**Extrait choisi**
....................

Vous tous qui écoutez depuis votre domicile, votre lit d'hôpital ou d'EMS, votre voiture, vous tous qui êtes là, présents en chaire et en os - de cœur et d'esprit aussi j'espère, - et vous surtout, vous d'abord, chers catéchumènes, puisque nous avons cheminé ensemble toute cette dernière année, au moins, et que nous nous sommes un peu découverts les uns les autres.
Vous avez soif de justice, les inégalités planétaires vous choquent, et vous avez raison !
Les intolérances et les fanatismes de tous bords, surtout religieux, vous scandalisent, vous avez raison !
Les menaces qui pèsent sur notre environnement vous inquiètent, vous avez encore raison !
Le scandale du mal, sous toutes ses formes, vient nous cogner de diverses manières. Vous y êtes hypersensibles ! Vous n'êtes pas les seuls ! Il cogne, le mal, à travers des images qui nous envahissent. Il cogne parce que, pour beaucoup, il ne s'agit justement pas d'images, mais de la réalité même qu'ils vivent. Il cogne parfois, souvent même, dans le quotidien de vos vies personnelles, familiales, scolaires. Certains d'entre vous, déjà, portent de lourds fardeaux.
Vous ne comprenez pas pourquoi c'est comme ça. Vous ne comprenez pas pourquoi Dieu laisse faire. Ce serait son travail, à Dieu, non ? De mettre un peu d'ordre dans le monde. Non pas de résoudre tous les problèmes comme un magicien, mais au moins - au moins ! - de contenir le mal dans des proportions acceptables ; d'éviter par exemple que des millions d'innocents, les enfants par-dessus tout, paient les erreurs ou les méfaits des autres. Ce serait son rôle, à Dieu, d'utiliser sa puissance pour mâter les forces ténébreuses qui habitent le monde ou pour y projeter sa lumière de façon un peu plus évidente !
Nous sommes des millions, au fond, à attendre ça de Dieu ! Mais au moment où nous nous tournons vers Dieu pour lui dire : " Que fais-tu ? À quoi sers-tu ? À la limite : est-ce que tu existes ? ", à ce moment Dieu se tourne vers nous à travers le visage et la parole d'un homme qui nous dit à tous ; mais, ce matin, à vous particulièrement : " Vous êtes la lumière du monde ! "
Une lanterne vient d'être allumée devant vous et pour vous. Ce sera votre souvenir de caté. Elle illustre cette parole, qui vous est dite : " Vous êtes la lumière du monde !" Attention ! Pas de malentendu ! Dieu n'est pas en train de vous dire : " Face au mal, débrouillez-vous tout seuls, c'est votre problème, vous êtes la lumière du monde. " Jésus ne lâche pas du haut de sa montagne un ordre de marche vous laissant la charge - insurmontable - de réparer le monde !

....................

**Données d'entrée**
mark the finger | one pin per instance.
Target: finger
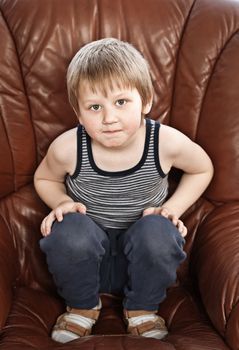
(58, 214)
(44, 230)
(149, 211)
(182, 229)
(164, 212)
(81, 208)
(175, 220)
(48, 221)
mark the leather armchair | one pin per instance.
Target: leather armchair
(193, 50)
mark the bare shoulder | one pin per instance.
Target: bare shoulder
(178, 150)
(63, 150)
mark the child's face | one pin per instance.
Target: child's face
(112, 119)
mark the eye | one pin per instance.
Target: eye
(121, 102)
(95, 108)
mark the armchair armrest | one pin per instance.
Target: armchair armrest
(7, 270)
(215, 262)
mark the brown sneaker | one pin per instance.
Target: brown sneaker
(145, 324)
(75, 323)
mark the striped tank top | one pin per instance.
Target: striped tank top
(117, 199)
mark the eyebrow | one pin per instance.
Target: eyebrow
(117, 96)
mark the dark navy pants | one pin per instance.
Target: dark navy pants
(139, 263)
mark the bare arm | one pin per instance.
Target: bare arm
(50, 176)
(177, 150)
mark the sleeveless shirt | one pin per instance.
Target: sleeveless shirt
(117, 199)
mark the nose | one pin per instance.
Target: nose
(109, 116)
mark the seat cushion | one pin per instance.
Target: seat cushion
(34, 313)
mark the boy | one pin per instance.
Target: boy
(112, 228)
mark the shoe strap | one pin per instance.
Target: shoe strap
(93, 314)
(72, 327)
(147, 326)
(136, 313)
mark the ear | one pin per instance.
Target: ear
(147, 108)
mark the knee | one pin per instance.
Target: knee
(75, 235)
(153, 237)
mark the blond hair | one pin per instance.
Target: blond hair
(106, 62)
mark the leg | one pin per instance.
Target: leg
(154, 249)
(74, 250)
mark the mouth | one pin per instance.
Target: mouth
(109, 132)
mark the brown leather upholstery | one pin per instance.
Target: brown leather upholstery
(193, 50)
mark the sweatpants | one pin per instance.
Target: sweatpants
(139, 263)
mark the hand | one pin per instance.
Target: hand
(173, 218)
(58, 213)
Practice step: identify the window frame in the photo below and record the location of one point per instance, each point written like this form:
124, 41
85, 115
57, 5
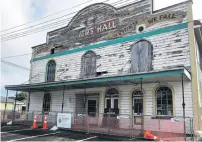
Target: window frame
156, 101
84, 64
141, 98
112, 97
47, 71
136, 62
45, 102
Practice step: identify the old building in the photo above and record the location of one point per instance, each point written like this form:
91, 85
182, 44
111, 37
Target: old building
129, 60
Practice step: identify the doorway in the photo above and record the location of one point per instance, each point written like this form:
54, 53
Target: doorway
92, 106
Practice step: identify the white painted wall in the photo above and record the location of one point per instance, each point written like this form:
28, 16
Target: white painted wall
69, 98
114, 57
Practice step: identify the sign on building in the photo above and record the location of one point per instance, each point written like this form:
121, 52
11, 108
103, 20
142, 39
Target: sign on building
64, 120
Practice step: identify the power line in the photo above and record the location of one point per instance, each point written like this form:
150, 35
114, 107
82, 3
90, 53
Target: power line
44, 27
15, 56
64, 21
15, 65
45, 21
46, 16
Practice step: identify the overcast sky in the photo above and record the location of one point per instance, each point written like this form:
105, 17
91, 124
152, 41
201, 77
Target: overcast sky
18, 12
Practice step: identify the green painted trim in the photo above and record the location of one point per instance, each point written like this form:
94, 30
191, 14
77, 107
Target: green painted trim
116, 41
98, 80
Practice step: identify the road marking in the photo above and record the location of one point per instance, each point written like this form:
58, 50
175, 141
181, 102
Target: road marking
16, 130
86, 139
33, 137
9, 126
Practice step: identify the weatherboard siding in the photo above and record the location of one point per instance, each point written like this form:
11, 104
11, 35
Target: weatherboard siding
170, 49
125, 98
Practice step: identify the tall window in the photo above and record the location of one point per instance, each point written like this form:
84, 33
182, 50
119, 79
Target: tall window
51, 68
141, 56
46, 102
112, 100
164, 101
88, 64
137, 102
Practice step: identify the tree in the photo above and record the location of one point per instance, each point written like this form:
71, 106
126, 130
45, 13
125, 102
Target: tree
20, 96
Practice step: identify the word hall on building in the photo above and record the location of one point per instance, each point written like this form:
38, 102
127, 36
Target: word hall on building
130, 63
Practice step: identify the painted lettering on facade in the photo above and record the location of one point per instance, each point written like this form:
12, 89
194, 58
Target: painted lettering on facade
108, 25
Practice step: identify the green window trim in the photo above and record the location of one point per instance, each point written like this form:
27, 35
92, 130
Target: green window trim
116, 41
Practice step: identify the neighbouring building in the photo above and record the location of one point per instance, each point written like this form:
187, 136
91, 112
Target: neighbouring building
8, 106
128, 60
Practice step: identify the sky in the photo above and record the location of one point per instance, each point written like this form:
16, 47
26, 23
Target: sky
18, 12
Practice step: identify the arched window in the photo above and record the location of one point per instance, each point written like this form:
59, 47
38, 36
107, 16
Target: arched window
112, 100
141, 56
164, 101
88, 68
137, 102
51, 68
46, 102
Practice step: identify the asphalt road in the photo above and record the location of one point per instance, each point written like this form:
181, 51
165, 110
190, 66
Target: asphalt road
24, 133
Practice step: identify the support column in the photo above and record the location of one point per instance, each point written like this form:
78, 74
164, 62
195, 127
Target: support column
142, 117
28, 103
5, 106
63, 93
183, 106
15, 106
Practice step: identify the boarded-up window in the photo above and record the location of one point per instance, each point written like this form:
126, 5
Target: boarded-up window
46, 102
137, 102
164, 101
88, 64
51, 67
141, 56
112, 101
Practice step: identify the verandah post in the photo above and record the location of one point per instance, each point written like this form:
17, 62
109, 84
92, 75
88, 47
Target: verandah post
63, 98
183, 106
142, 117
5, 106
14, 106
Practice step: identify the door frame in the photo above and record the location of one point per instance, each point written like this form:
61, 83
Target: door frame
92, 97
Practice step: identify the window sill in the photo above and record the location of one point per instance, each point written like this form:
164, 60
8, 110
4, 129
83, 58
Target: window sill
162, 117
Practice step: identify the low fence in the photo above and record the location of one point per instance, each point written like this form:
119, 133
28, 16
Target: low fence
167, 129
7, 116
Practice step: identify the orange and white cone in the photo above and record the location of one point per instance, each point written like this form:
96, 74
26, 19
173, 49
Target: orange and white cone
34, 123
149, 136
45, 125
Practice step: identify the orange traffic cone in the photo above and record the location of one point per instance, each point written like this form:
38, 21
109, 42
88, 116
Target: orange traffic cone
45, 125
34, 123
148, 135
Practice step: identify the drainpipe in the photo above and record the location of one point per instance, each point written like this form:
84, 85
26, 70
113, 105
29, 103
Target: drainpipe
5, 106
183, 106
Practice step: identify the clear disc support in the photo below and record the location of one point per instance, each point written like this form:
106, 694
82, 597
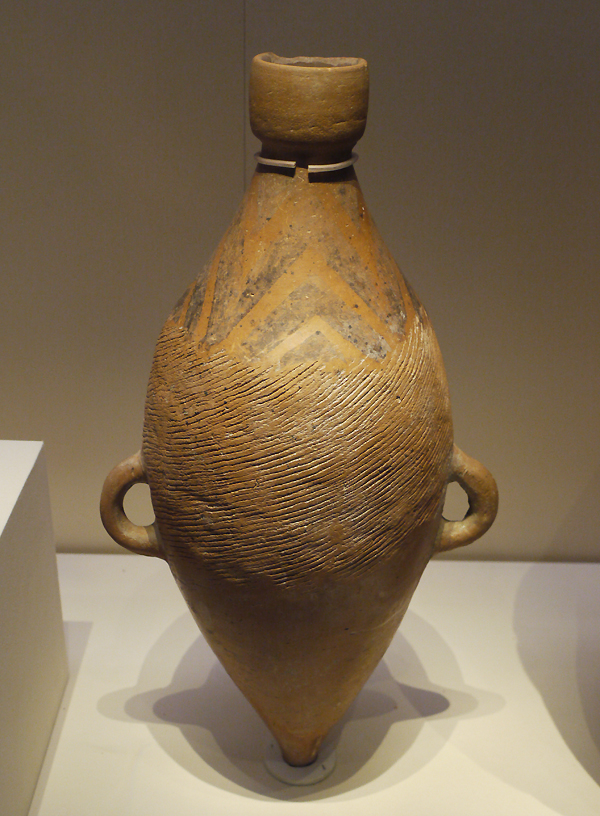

....................

**Travail à faire**
A - Pouvez-vous relever toutes les lignes des enregistrements qui contiennent la chaîne "verandah", en respectant la casse ?
B - Pouvez-vous reprendre la prédication adressée aux catéchumènes et la poursuivre à partir de sa dernière phrase ?

**Réponses finales**
A -
Practice step: identify the verandah post in the photo above and record the location of one point per instance, each point written like this form:
Target: verandah post

B -
Non ! Il s'agit d'autre chose. Jésus s'approche avec amitié. Il a confiance, Jésus. Il vous regarde. Il vous connaît. Il reconnaît en vous tout un éventail de possibilités, d'aspirations, de tendresse, d'énergie. Cette énergie qui filtre dans vos passions et vos hobbies : vous aimez rire ; vous faites de la gymnastique, de la musique, du foot, du hockey - le Lausanne Hockey Club est sauvé ! " Vous êtes la lumière du monde ! ", c'est d'abord une parole de bénédiction, une parole qui dit du bien, qui fait du bien.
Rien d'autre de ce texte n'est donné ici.